>> Start Provided entries

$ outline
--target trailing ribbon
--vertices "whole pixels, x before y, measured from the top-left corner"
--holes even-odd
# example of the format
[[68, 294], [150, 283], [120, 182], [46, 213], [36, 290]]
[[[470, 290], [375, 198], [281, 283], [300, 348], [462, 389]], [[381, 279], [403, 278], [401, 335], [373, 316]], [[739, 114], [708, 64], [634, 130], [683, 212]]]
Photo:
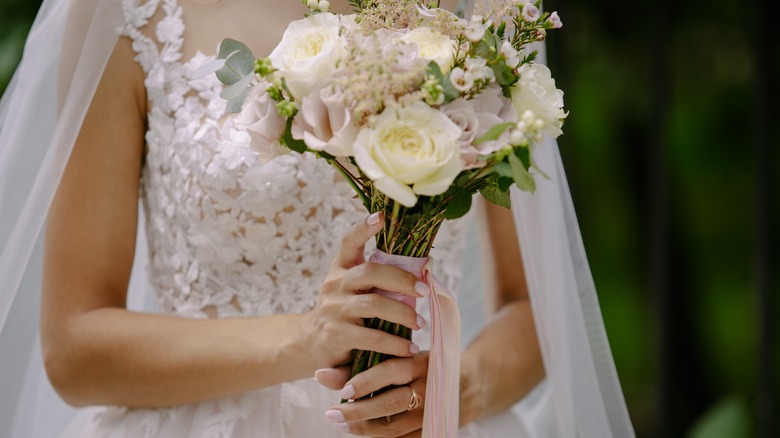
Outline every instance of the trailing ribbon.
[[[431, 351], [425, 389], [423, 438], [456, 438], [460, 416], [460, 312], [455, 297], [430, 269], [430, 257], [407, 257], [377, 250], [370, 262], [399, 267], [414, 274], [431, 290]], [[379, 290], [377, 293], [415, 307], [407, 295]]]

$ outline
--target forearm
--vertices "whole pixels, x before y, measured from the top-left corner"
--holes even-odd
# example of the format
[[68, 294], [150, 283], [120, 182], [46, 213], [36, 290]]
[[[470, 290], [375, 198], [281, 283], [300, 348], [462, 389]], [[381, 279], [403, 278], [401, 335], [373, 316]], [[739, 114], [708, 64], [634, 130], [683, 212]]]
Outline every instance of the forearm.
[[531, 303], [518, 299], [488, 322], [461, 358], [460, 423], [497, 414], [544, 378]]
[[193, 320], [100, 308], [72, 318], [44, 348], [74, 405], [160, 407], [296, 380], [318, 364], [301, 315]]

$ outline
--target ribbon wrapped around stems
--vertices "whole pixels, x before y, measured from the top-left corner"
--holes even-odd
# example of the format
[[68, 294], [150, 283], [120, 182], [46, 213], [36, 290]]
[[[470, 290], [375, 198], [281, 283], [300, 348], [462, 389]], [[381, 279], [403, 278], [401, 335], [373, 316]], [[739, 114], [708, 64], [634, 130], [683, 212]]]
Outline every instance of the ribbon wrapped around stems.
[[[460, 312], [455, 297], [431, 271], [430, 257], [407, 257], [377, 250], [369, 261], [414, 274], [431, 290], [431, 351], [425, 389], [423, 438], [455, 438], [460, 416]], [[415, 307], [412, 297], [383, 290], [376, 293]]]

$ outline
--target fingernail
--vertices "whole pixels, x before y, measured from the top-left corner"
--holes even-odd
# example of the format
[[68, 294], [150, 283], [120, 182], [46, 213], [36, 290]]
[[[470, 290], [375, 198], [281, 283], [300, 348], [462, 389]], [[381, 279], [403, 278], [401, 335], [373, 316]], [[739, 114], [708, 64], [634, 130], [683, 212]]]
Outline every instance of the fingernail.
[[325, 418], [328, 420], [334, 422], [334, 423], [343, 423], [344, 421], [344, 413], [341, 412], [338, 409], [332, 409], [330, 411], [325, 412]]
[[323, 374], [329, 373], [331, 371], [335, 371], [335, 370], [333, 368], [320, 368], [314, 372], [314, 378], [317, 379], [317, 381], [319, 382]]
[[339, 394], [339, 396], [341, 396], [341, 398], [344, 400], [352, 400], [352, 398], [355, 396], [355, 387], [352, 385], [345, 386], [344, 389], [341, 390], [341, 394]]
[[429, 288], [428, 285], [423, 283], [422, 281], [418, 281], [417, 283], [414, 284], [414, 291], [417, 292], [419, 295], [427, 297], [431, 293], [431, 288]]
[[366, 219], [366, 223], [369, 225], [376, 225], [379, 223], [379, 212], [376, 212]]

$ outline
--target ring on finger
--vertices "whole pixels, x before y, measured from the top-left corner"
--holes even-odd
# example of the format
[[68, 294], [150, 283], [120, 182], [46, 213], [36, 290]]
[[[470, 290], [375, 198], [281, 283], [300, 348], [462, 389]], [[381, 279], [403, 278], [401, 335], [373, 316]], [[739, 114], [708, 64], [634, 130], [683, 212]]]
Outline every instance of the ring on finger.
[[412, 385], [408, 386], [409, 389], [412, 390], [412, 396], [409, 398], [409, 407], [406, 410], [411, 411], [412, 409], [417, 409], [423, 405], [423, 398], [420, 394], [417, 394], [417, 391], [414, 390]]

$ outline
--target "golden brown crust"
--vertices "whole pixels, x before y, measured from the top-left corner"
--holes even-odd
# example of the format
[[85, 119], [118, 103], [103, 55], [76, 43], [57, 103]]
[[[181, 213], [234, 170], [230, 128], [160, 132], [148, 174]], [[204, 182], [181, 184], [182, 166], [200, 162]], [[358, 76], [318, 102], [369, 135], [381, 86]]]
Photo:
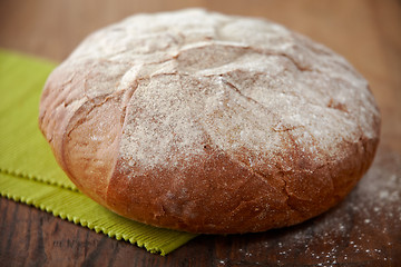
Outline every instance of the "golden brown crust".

>> End Provided entries

Exercise prompt: Can you lay out every line of the entries above as a JSON list of strings, one string per line, with blank lines dropped and the pictures left out?

Final answer:
[
  "$ outline",
  "--target trailing ribbon",
  "--vertices \"whole pixels, x before y, measured from the top-left corner\"",
  "--holes even-odd",
  "# example of the format",
  "[[68, 294], [150, 283], [120, 182], [46, 213], [36, 290]]",
  "[[[470, 290], [375, 198], [281, 283], [300, 348], [462, 389]], [[381, 279], [403, 278], [401, 335], [373, 316]], [[739, 114], [708, 64], [634, 130], [683, 212]]]",
  "Photo:",
  "Outline every instance of the trailing ribbon.",
  "[[[431, 351], [425, 389], [423, 438], [456, 438], [460, 416], [460, 312], [455, 297], [430, 269], [430, 257], [407, 257], [377, 250], [370, 262], [399, 267], [414, 274], [431, 290]], [[379, 290], [377, 293], [415, 307], [407, 295]]]",
  "$ outline",
  "--target forearm",
  "--vertices \"whole pixels, x before y, measured from the top-left corner\"",
  "--holes even-odd",
  "# example of the format",
  "[[68, 294], [150, 283], [120, 182], [46, 213], [36, 290]]",
  "[[[470, 290], [375, 198], [281, 283], [300, 348], [462, 389]], [[381, 279], [403, 278], [401, 335], [373, 316]], [[739, 114], [708, 64], [634, 130], [683, 212]]]",
  "Outline every instance of the forearm.",
  "[[531, 303], [518, 299], [488, 322], [461, 358], [460, 423], [497, 414], [544, 378]]",
  "[[193, 320], [100, 308], [72, 318], [44, 348], [74, 405], [160, 407], [296, 380], [318, 364], [301, 315]]",
  "$ outline",
  "--target ribbon wrapped around stems",
  "--vertices \"whole pixels, x before y, measured from the top-left corner\"",
  "--holes even-odd",
  "# example of the format",
  "[[68, 294], [150, 283], [120, 182], [46, 213], [36, 290]]",
  "[[[470, 290], [375, 198], [281, 283], [300, 348], [462, 389]], [[381, 279], [403, 278], [401, 335], [373, 316]], [[739, 114], [708, 64], [634, 130], [683, 212]]]",
  "Outline every instance of the ribbon wrapped around stems.",
  "[[[460, 312], [455, 297], [431, 271], [430, 257], [407, 257], [377, 250], [369, 261], [414, 274], [431, 290], [431, 351], [425, 389], [423, 438], [455, 438], [460, 416]], [[415, 307], [412, 297], [383, 290], [376, 293]]]",
  "$ outline",
  "--target fingernail",
  "--vertices \"whole pixels, x before y, measured from the top-left corner\"",
  "--holes even-odd",
  "# example of the format",
  "[[68, 294], [150, 283], [120, 182], [46, 213], [36, 290]]",
  "[[[470, 290], [375, 198], [281, 283], [300, 348], [462, 389]], [[381, 279], [403, 278], [401, 335], [373, 316]], [[739, 114], [708, 64], [634, 130], [683, 212]]]",
  "Outline every instance of the fingernail.",
  "[[325, 418], [328, 420], [334, 422], [334, 423], [343, 423], [344, 421], [344, 413], [341, 412], [338, 409], [332, 409], [330, 411], [325, 412]]",
  "[[323, 374], [329, 373], [331, 371], [335, 371], [335, 370], [333, 368], [320, 368], [314, 372], [314, 378], [317, 379], [317, 381], [319, 382]]",
  "[[339, 394], [339, 396], [341, 396], [341, 398], [344, 400], [352, 400], [352, 398], [355, 396], [355, 387], [352, 385], [345, 386], [344, 389], [341, 390], [341, 394]]",
  "[[429, 288], [428, 285], [423, 283], [422, 281], [418, 281], [417, 283], [414, 284], [414, 291], [417, 292], [419, 295], [427, 297], [431, 293], [431, 288]]",
  "[[366, 219], [366, 223], [369, 225], [376, 225], [379, 223], [379, 212], [376, 212]]",
  "$ outline",
  "--target ring on finger",
  "--vertices \"whole pixels, x before y, measured from the top-left corner\"",
  "--holes even-odd",
  "# example of the format",
  "[[68, 294], [150, 283], [120, 182], [46, 213], [36, 290]]",
  "[[[470, 290], [375, 198], [281, 283], [300, 348], [462, 389]], [[381, 279], [403, 278], [401, 335], [373, 316]], [[739, 114], [708, 64], [634, 130], [683, 212]]]",
  "Outline every instance of the ring on finger.",
  "[[412, 385], [408, 386], [409, 389], [412, 390], [412, 396], [409, 398], [409, 407], [406, 410], [411, 411], [412, 409], [417, 409], [423, 405], [423, 398], [420, 394], [417, 394], [417, 391], [414, 390]]",
  "$ outline",
  "--target \"golden brown crust\"",
  "--vertices \"whole pixels, x before y, measured from the top-left corner\"",
  "--holes even-odd",
  "# example of the format",
  "[[85, 119], [118, 103], [103, 55], [76, 43], [57, 103]]",
  "[[[181, 213], [234, 170], [230, 128], [160, 132], [148, 174]], [[204, 182], [181, 184], [182, 166], [200, 162]], [[358, 76], [318, 102], [369, 135], [381, 86]]]",
  "Photo:",
  "Outline every instance of the \"golden brown crust\"."
]